_TAREFA A_. Reescreva o excerto do texto sobre os residentes não habituais que vai de "Esse valor não" a "aplicam aos nacionais).", pondo "imposto sobre o valor acrescentado" no lugar de "IVA".
_TAREFA B_. Segundo o texto sobre os residentes não habituais, que parte do valor total da despesa fiscal correspondia às 50 declarações com maior despesa fiscal?
_TAREFA C_. Continue o texto sobre os residentes não habituais a partir do ponto onde termina.

_TEXTO FORNECIDO_.

Há 50 declarações com um benefício médio de 8,6 milhões cada
Sempre que se fala nos residentes não habituais é inevitável que que venha à baila um valor. O que é referido como despesa fiscal, que é uma estimativa dos impostos que estes contribuintes teriam de pagar caso fossem portugueses e tivessem um nível de rendimento equivalente.
Esse valor não parou de crescer desde 2017, sublinha o Tribunal de Contas no parecer à conta geral do Estado de 2022 e o crescimento em mais de 50% dos recém-chegados ao regime nesse ano leva a instituição a avisar que a despesa fiscal com estes contribuintes vai disparar em 2023. Já no ano passado foi a despesa foi 1.360 milhões de euros (com base no rendimento de 2021), a segunda maior despesa fiscal depois do IVA, que, no entanto, não é perda de receita, mas impostos que o Estado deixa de cobrar (num cenário em que estes residentes viriam para Portugal pagar as taxas de IRS que se aplicam aos nacionais).
Esta despesa divide-se por 29.426 declarações com direito ao benefício — o que em média dá cerca 46 mil euros por declaração. Mas o tribunal assinala uma elevada concentração deste benefícios fiscais nos rendimentos mais altos. As 50 declarações com maior despesa fiscal representam 31,6% do valor total, quase 430 milhões de euros, o que dá uma despesa fiscal média por cada uma destas declarações de 8,6 milhões de euros.
Muitas vezes associado aos reformados ricos do norte e centro da Europa, este regime contempla duas modalidades. A que se aplica aos rendimentos com pensões que desde 2020 passaram a pagar uma taxa de 10%, em vez da isenção total que se aplicou nos primeiros dez anos do regime. E a modalidade que abrange os profissionais de alto valor acrescentado e quadros de grandes empresas a cujos rendimentos do trabalho é aplicada uma taxa de 20%, mas que não podem fazer deduções fiscais.
Em declarações dadas ao Observador em 2020, precisamente quando se assinalavam os primeiros dez anos do regime de residentes não habituais, o secretário de Estado que esteve ligado à sua criação — Carlos Lobo — explicou o contexto em que surgiu a medida. Existia uma recessão mundial (que em Portugal veio a evoluir para uma crise financeira). “Tínhamos de fazer alguma coisa para atrair pessoas com elevada capacidade de gerar rendimento” numa altura em que Portugal “não tinha uma grande reputação de estabilidade e segurança fiscal”.
Bónus fiscal para não residentes habituais vai mudar. Valeu a pena?

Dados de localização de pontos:
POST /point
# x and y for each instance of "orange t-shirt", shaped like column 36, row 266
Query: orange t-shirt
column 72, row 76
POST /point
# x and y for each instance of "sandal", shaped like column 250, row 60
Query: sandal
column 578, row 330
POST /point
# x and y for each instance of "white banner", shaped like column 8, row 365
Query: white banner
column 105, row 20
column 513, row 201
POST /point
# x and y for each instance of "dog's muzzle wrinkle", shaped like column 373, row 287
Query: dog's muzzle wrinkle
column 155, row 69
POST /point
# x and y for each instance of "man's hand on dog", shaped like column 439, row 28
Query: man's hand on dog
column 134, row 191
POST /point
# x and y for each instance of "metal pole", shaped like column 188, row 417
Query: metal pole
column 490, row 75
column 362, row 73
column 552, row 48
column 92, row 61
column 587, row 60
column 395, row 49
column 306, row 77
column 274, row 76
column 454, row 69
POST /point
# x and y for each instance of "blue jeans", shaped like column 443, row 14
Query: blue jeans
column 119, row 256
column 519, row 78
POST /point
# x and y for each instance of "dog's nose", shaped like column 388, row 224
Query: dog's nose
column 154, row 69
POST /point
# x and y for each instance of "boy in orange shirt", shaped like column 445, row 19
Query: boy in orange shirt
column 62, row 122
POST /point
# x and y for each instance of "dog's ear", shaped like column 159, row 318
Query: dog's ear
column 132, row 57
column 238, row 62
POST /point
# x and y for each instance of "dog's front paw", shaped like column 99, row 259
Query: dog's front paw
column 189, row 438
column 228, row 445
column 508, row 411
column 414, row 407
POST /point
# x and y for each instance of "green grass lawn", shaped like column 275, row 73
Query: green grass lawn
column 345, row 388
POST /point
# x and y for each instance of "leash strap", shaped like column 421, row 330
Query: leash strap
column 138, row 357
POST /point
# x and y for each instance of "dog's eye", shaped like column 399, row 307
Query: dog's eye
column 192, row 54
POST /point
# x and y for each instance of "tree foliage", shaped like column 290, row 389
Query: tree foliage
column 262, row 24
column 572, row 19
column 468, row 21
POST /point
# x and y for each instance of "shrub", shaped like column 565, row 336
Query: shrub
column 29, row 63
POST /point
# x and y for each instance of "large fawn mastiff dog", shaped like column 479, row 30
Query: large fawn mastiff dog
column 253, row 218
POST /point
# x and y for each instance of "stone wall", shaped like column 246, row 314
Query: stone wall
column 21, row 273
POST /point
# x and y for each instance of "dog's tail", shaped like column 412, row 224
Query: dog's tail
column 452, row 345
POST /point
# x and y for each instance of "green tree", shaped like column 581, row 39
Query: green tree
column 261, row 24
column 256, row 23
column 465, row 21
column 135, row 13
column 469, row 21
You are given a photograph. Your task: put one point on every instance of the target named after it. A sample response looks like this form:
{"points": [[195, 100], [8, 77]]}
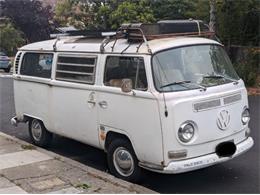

_RESPOSTA A_.
Esse valor não parou de crescer desde 2017, sublinha o Tribunal de Contas no parecer à conta geral do Estado de 2022 e o crescimento em mais de 50% dos recém-chegados ao regime nesse ano leva a instituição a avisar que a despesa fiscal com estes contribuintes vai disparar em 2023. Já no ano passado foi a despesa foi 1.360 milhões de euros (com base no rendimento de 2021), a segunda maior despesa fiscal depois do imposto sobre o valor acrescentado, que, no entanto, não é perda de receita, mas impostos que o Estado deixa de cobrar (num cenário em que estes residentes viriam para Portugal pagar as taxas de IRS que se aplicam aos nacionais).

_RESPOSTA B_. 31,6% do valor total, quase 430 milhões de euros.

_RESPOSTA C_.
Descrevia a medida como inovadora e até disruptiva, destacando que quando foi adotada não havia risco de perda fiscal porque Portugal à data só cobrava rendimentos obtidos dentro do país. “Enquanto outros países atraíam empresas e banca — com taxas de IRC mais baixas — Portugal resolveu ir atrás das pessoas”, assinalava Carlos Lobo. E destacou dois alvos: os profissionais altamente qualificados e com ocupação de alto valor acrescentado; ou pessoas com património e pensionistas estrangeiros que não tivessem residido em Portugal nos cinco anos antes do pedido de adesão. O relatório encomendado pelas Finanças em 2019 sobre os benefícios fiscais indica que mais de metade dos contribuintes com profissão eram gestores de grandes empresas. Havia também engenheiros e informáticos e alguns professores universitários. Já cantores — numa altura em que a Madonna tinha fixado residência em Portugal — eram apenas seis.
Se é certo que teve um arranque tímido — talvez por causa da crise e do resgate internacional — o boom do turismo e o aumento da visibilidade de Portugal como destino atrativo (também para viver) trouxe um número crescente destes não residentes e o regime acabou por se tornar vítima do seu próprio sucesso.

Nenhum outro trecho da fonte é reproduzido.